[Begin]

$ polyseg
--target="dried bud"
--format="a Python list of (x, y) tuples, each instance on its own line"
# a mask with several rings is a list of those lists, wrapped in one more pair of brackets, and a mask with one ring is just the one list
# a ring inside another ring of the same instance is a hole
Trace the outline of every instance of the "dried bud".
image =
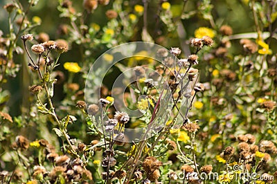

[End]

▶ Instruction
Rewrite the entries above, putting "object" wherever "instance" appears and leaving everything else the same. Don't include the pictures.

▶ Written solution
$ polyseg
--target="dried bud"
--format="a Python list of (x, y) tuples, each object on its own line"
# a mask with several rings is a list of those lists, wrapped in one more pair of brackets, and a mask with one ring is just the one list
# a ring inside another ring of the same object is a hole
Trace the outline of every object of the "dried bud".
image =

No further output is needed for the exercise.